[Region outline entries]
══════════

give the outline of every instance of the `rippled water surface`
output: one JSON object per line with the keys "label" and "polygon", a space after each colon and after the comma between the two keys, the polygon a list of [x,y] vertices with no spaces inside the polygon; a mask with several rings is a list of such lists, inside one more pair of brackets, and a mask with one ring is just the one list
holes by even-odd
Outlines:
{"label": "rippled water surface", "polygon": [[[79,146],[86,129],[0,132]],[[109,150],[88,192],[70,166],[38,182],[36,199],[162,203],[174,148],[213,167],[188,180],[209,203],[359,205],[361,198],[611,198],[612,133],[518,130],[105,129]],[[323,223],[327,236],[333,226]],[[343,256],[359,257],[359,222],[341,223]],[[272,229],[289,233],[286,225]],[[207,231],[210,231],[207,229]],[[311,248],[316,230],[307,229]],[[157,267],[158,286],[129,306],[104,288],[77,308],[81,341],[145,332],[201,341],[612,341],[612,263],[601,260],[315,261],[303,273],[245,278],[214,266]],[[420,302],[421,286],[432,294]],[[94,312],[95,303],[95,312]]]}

══════════

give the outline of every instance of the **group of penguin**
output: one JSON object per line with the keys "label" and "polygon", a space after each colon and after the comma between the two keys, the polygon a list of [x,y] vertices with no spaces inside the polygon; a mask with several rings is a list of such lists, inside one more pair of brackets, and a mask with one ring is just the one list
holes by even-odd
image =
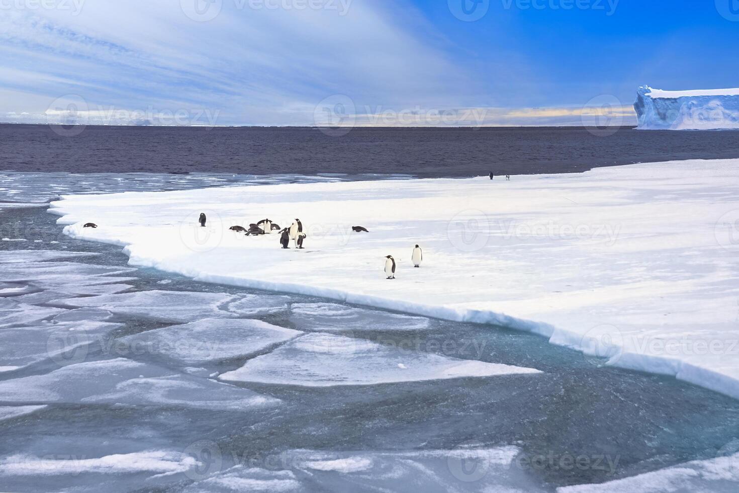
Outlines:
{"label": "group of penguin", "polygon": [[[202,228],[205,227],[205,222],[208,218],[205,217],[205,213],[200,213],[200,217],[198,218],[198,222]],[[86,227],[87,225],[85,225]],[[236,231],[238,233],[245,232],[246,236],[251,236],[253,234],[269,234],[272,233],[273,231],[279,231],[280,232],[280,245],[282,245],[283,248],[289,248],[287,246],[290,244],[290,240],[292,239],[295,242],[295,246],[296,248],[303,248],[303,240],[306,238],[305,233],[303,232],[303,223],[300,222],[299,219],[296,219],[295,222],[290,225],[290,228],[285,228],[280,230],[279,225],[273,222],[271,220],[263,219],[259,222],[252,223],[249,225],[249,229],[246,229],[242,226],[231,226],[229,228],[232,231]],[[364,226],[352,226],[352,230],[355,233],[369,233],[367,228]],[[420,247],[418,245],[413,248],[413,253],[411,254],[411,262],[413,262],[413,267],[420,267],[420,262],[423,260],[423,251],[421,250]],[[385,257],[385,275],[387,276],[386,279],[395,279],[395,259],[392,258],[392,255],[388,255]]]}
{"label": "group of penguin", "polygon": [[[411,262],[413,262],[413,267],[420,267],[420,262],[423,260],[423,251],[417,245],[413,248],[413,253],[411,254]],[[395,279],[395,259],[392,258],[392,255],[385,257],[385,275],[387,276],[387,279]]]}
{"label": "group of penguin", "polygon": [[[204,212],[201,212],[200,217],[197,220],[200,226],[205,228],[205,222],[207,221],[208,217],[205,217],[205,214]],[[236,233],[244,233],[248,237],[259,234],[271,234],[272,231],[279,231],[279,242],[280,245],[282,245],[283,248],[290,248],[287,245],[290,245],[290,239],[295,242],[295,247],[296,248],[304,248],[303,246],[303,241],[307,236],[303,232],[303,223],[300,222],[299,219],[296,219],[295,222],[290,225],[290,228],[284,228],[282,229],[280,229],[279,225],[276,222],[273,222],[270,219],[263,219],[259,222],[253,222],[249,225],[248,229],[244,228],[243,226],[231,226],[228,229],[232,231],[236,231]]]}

══════════

*Written task:* Please copy every line of the listing above that contains the word "instance".

*Reply to the task:*
give the outline of every instance of the `rippled water surface`
give the outline of every instance of the **group of penguin**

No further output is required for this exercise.